## Description of the task
Give back exactly the lines that start at the one containing "any black roof" and run to the end of the material below, both ends included.
········
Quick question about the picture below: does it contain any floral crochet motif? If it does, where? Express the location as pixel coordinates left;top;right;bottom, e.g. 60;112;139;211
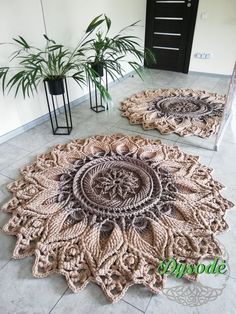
1;134;234;302
121;88;226;138
93;168;139;200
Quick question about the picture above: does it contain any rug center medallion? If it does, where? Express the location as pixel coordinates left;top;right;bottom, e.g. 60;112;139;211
73;156;162;219
154;96;213;117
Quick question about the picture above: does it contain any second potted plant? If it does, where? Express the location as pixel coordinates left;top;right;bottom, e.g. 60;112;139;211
84;14;155;111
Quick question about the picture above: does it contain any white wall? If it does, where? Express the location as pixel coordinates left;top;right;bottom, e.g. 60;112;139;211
190;0;236;75
42;0;146;101
0;0;47;137
0;0;146;137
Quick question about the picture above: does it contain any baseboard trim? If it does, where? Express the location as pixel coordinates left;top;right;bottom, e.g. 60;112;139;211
189;71;231;79
0;94;88;145
0;71;134;145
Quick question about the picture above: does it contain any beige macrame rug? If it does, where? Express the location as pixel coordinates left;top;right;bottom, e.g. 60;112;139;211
1;134;234;302
121;88;226;138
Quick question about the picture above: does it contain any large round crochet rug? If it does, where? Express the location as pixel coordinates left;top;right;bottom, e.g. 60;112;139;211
121;88;226;138
1;134;234;302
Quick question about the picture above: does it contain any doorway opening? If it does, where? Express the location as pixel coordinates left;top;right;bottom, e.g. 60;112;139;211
145;0;199;73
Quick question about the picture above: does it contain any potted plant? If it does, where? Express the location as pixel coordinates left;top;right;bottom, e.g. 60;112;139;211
0;15;155;123
84;14;156;99
0;15;109;133
0;16;106;98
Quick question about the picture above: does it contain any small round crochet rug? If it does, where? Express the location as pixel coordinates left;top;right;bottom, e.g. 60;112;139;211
121;88;226;138
1;134;233;302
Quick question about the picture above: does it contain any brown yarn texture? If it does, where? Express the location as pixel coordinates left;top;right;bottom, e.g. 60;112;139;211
121;88;226;138
1;134;234;302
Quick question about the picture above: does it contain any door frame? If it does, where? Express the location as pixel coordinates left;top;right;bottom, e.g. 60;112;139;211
183;0;199;73
145;0;199;73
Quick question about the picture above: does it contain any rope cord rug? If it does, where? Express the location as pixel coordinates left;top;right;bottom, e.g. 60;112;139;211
121;88;226;138
1;134;234;302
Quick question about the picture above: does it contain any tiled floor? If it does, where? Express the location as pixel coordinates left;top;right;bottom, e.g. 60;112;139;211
0;69;236;314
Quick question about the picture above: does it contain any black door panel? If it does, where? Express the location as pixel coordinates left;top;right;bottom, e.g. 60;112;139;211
152;49;181;71
154;4;186;17
154;19;183;33
153;34;181;47
145;0;199;73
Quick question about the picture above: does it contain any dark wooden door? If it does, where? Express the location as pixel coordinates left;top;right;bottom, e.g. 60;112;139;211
145;0;199;73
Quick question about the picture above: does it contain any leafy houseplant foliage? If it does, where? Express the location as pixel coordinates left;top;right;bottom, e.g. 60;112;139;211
86;15;155;81
0;23;99;98
0;14;155;101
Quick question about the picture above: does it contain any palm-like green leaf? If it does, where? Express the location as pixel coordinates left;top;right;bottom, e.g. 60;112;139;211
84;14;156;101
0;67;9;94
13;36;30;49
0;14;156;102
104;15;111;34
43;34;56;45
86;14;104;33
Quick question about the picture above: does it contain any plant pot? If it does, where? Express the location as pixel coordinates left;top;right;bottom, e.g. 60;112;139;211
46;78;65;95
91;63;104;77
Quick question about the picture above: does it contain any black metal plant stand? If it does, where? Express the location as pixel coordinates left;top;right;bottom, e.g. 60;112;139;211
44;78;73;135
88;69;109;113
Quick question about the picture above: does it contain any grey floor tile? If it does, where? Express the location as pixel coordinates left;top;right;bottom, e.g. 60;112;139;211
0;174;12;206
222;114;236;144
176;142;215;166
190;76;221;93
0;223;14;271
6;121;61;153
70;101;93;119
0;137;69;180
209;141;236;189
220;187;236;206
67;122;111;140
1;153;34;180
80;106;122;129
213;77;231;95
216;230;236;280
114;116;181;143
0;257;67;314
189;277;236;314
109;126;177;146
50;283;143;314
176;134;217;150
0;174;14;270
121;285;152;312
146;293;198;314
0;174;12;229
0;142;29;171
146;277;236;314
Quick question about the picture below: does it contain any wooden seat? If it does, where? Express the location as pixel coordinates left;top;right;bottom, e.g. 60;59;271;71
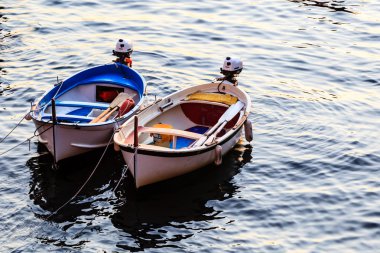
41;114;94;123
180;100;229;108
55;100;109;110
123;126;203;149
139;127;202;140
186;92;238;106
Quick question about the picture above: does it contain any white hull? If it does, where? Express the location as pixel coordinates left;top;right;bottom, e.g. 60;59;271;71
121;128;242;188
33;118;121;162
114;81;251;188
28;63;146;162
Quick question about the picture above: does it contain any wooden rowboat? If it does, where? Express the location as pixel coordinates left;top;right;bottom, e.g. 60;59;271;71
114;80;252;188
27;63;146;163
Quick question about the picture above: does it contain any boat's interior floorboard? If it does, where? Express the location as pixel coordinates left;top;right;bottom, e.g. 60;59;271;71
172;125;209;149
138;125;211;150
42;101;112;123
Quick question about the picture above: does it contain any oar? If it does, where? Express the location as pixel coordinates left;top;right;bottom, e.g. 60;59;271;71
97;106;119;123
203;121;228;146
90;93;131;123
97;95;137;123
192;100;244;147
203;110;243;146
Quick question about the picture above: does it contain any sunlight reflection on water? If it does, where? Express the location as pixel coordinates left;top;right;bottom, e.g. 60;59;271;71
1;0;379;252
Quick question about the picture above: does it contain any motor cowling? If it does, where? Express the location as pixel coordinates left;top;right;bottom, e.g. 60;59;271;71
113;39;133;54
221;57;243;76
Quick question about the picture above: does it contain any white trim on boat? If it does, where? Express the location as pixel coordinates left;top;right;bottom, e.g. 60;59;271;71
71;142;113;148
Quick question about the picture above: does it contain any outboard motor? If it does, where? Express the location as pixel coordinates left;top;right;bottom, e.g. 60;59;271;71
219;57;243;86
113;39;133;67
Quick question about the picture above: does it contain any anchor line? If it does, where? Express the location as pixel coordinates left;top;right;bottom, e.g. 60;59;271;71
52;77;64;99
33;122;49;137
72;146;135;239
113;147;137;194
0;122;57;241
0;79;63;145
2;121;133;240
113;163;130;194
0;111;30;144
1;126;117;243
0;97;57;150
0;122;53;157
46;131;116;220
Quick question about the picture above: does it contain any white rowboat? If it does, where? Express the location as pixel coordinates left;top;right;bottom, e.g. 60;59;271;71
114;80;252;188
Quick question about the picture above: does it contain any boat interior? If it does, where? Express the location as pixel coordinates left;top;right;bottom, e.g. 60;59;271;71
125;99;241;150
39;84;140;124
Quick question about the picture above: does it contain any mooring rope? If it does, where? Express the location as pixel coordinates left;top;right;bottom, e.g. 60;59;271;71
0;123;53;156
0;112;30;144
1;77;63;145
1;127;121;244
2;79;138;242
72;163;131;239
0;122;57;240
1;105;135;241
53;78;64;99
46;131;116;220
72;144;138;239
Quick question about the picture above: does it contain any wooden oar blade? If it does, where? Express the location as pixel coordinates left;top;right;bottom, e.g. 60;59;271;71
223;101;245;122
204;121;227;146
203;101;245;136
191;101;245;148
90;93;132;123
193;136;207;147
110;93;132;108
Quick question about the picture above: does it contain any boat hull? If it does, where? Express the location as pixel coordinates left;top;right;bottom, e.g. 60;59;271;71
120;127;243;188
33;118;121;162
29;63;146;162
114;80;251;188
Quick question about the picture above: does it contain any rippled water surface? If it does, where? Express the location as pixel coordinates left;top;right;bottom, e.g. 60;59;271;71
1;0;380;252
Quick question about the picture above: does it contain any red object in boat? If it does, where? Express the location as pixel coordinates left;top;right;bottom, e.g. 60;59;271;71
98;90;119;102
180;103;239;129
117;98;135;117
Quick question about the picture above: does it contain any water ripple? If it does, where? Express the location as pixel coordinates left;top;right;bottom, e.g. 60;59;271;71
1;0;380;252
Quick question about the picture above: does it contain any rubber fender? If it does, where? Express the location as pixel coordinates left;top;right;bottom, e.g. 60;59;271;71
214;145;222;166
117;98;135;117
114;142;120;152
25;105;36;121
244;120;253;142
24;112;32;121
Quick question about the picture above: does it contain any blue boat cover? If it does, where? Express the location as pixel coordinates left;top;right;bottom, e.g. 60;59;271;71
39;63;146;107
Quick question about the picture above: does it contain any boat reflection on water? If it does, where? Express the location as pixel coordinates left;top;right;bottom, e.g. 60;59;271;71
288;0;355;13
26;141;251;250
111;141;252;251
26;143;124;223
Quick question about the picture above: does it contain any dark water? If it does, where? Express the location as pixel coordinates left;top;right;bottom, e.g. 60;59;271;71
1;0;379;252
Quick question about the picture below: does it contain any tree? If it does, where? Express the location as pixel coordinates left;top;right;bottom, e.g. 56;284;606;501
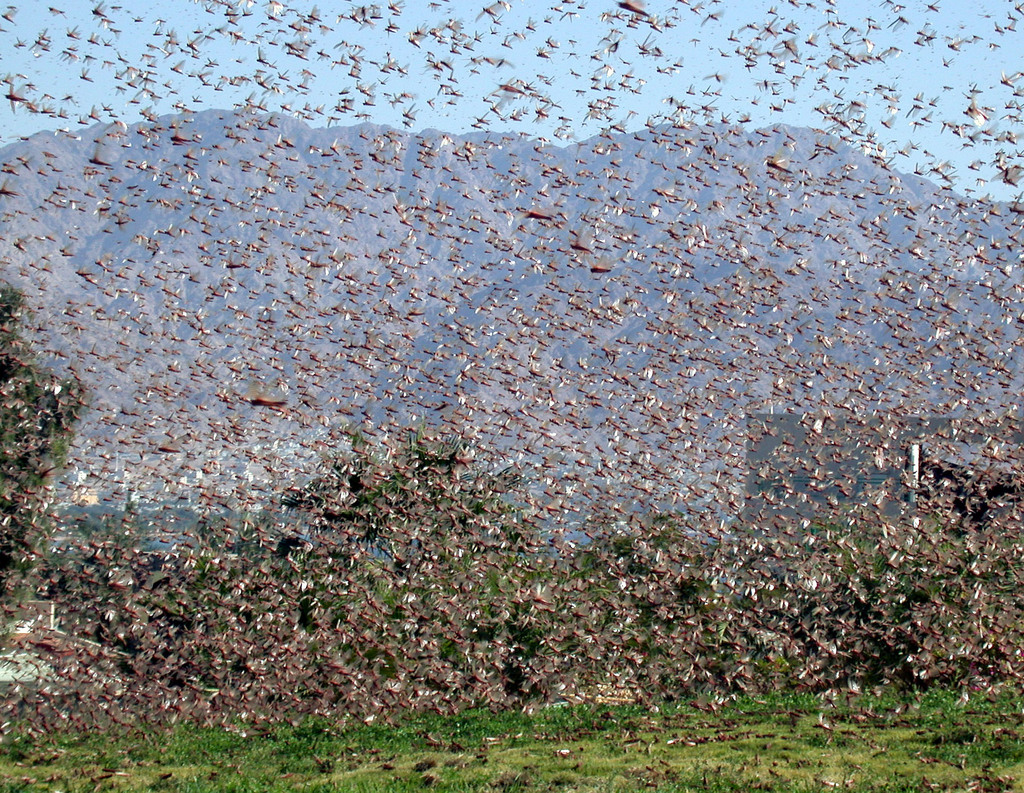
0;284;85;599
281;427;527;566
275;429;578;709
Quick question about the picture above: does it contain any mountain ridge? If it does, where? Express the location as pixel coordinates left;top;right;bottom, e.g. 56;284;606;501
2;108;1021;520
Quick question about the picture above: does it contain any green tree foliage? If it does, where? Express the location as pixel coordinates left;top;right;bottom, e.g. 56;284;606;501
731;511;1024;692
281;428;527;566
0;284;85;598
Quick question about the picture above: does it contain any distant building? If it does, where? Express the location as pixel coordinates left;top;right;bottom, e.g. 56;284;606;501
71;486;99;506
742;413;1024;530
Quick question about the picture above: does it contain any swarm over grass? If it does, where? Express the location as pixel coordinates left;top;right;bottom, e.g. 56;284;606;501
5;690;1024;792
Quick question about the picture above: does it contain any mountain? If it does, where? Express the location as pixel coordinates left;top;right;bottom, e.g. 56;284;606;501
2;108;1022;524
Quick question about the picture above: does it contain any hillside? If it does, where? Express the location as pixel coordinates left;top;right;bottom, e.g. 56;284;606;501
1;109;1022;520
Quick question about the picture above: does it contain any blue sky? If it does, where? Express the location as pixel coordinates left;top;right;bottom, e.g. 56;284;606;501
2;0;1023;199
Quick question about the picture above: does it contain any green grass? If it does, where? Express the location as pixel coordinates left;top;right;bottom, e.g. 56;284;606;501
3;689;1024;791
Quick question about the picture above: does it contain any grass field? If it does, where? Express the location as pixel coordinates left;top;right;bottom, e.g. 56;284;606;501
3;689;1024;791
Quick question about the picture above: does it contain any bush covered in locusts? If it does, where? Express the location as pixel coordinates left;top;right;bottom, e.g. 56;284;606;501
11;417;1024;733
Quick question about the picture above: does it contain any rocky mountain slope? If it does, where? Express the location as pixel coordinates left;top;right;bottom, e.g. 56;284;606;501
2;109;1022;522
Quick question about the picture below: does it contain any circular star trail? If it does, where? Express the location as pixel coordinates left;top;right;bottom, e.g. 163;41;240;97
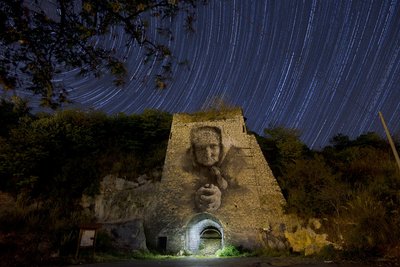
60;0;400;148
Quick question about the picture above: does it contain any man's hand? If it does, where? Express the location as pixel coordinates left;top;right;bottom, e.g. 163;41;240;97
195;184;222;211
211;166;228;190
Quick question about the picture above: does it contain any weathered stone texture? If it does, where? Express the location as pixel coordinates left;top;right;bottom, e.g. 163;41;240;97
284;218;336;256
144;109;293;253
101;219;148;251
83;174;155;251
86;109;300;253
94;174;155;223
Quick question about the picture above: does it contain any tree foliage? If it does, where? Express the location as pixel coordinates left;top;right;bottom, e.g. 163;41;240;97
0;0;202;107
259;126;309;179
257;128;400;257
1;105;400;261
0;101;172;264
0;106;172;198
282;155;345;218
0;97;31;136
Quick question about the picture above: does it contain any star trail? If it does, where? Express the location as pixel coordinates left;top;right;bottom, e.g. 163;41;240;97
41;1;400;148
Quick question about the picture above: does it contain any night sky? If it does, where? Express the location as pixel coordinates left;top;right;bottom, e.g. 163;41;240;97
34;0;400;148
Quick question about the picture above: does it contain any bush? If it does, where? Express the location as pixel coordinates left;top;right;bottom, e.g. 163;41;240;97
316;244;341;261
215;245;241;257
337;192;391;256
95;231;115;253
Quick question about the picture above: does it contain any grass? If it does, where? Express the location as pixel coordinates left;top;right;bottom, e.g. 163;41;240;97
75;245;312;264
88;245;253;263
89;250;186;263
215;245;242;257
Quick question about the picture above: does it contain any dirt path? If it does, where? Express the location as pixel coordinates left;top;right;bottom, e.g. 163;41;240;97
68;257;389;267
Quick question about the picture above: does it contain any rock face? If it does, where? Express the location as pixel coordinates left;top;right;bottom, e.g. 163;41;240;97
284;219;336;256
88;109;302;254
144;109;294;253
102;220;148;251
94;174;153;222
87;175;155;251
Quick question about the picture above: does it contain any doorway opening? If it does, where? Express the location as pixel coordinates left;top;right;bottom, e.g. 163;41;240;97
157;236;167;253
199;226;222;254
186;213;223;254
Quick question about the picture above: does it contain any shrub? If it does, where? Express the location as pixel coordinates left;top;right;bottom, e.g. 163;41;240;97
95;231;115;253
215;245;241;257
316;244;341;261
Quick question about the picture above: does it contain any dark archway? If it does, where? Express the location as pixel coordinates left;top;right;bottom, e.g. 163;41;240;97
199;226;222;254
185;213;224;253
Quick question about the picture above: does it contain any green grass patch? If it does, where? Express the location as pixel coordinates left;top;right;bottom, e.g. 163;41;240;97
215;245;248;257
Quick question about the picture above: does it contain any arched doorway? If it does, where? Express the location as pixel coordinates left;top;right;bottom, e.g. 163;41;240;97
186;213;223;254
199;226;222;254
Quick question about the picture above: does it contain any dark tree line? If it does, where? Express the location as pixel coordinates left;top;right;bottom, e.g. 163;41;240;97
0;101;172;195
0;99;172;266
255;127;400;258
0;99;399;265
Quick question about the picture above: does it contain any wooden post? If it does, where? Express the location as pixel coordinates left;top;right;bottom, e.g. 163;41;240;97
378;111;400;173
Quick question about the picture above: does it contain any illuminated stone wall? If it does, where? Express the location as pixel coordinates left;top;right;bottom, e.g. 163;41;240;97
144;109;293;253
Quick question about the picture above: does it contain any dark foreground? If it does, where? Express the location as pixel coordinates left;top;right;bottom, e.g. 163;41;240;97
67;257;395;267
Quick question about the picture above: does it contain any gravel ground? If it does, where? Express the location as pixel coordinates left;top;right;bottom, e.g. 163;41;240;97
67;257;397;267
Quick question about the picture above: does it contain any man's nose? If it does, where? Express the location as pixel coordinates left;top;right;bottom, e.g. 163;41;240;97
205;146;213;156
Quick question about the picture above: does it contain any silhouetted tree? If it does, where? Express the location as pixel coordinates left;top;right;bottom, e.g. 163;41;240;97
0;0;203;107
261;126;309;178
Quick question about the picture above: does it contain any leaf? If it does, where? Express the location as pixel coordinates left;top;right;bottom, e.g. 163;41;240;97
83;2;92;12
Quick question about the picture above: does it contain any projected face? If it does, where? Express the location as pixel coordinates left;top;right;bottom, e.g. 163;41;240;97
191;127;221;167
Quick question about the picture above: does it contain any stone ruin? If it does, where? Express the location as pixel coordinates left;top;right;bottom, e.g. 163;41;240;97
144;109;296;254
86;109;304;254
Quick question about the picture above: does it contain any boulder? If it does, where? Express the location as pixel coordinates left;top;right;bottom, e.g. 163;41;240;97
102;219;148;251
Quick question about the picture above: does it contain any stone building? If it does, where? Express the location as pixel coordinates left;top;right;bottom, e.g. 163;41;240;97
144;109;292;254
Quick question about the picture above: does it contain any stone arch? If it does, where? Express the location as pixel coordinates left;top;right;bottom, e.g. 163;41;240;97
199;226;222;254
185;213;224;253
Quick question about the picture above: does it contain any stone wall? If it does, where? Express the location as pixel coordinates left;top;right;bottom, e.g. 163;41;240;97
84;109;335;254
144;109;295;253
81;174;155;251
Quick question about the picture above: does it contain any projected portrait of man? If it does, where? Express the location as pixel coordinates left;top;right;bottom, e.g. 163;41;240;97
186;126;245;212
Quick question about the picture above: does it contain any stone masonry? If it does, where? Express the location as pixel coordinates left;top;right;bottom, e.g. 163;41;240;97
144;109;293;253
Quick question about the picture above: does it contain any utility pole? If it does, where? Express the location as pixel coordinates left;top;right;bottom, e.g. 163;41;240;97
378;111;400;173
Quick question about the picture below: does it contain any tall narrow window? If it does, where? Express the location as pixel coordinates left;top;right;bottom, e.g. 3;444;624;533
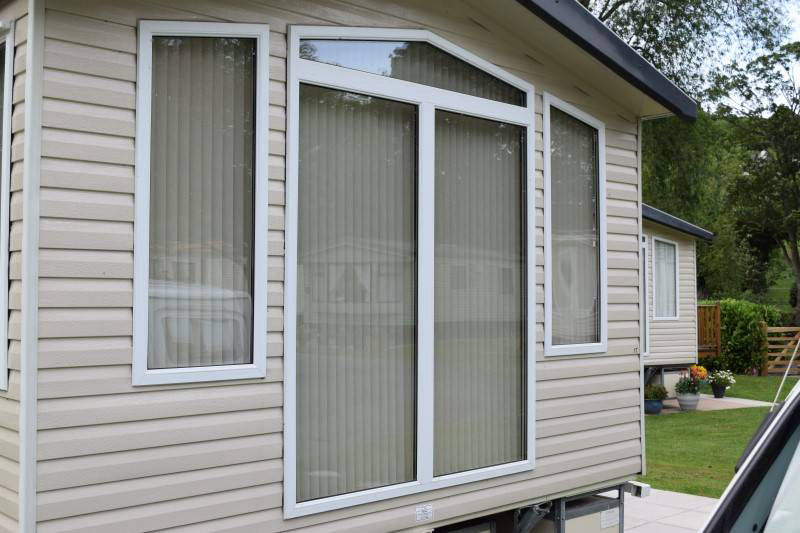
434;111;525;476
0;22;13;391
544;94;607;356
654;238;678;319
641;235;649;355
134;22;269;385
286;27;535;517
296;85;417;501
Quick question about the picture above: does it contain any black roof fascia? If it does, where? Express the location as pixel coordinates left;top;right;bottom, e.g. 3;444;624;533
515;0;698;121
642;204;714;241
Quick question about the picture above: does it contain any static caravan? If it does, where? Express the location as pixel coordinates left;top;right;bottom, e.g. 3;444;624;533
0;0;696;531
641;204;713;392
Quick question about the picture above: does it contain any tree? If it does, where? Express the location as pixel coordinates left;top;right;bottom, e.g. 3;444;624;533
578;0;792;98
724;44;800;319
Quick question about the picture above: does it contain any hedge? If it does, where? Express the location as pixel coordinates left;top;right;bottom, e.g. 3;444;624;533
714;299;781;373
········
## Your solution
Quick question about the picture above: does it contain any black roof fascia? If it does, where? Express the location as pixel coordinates left;top;right;bottom, e.g. 3;444;624;533
515;0;698;121
642;204;714;241
Quick question about the picture above: does it contain any static caravan? If it does, where? Express the location as pixel coordinates left;top;right;bottom, e.g. 3;444;624;533
0;0;696;531
641;204;713;392
Quick question about the picture above: does it contain any tree? If it does, where? Express the location as pixel coordinates left;top;right;bottom, e.g. 3;444;624;533
578;0;792;98
724;44;800;319
Quick question about the picture above: does it contain any hedge? If it does, where? Express the location as pixel coordinates left;top;right;bottom, e.g. 3;444;624;533
714;299;781;373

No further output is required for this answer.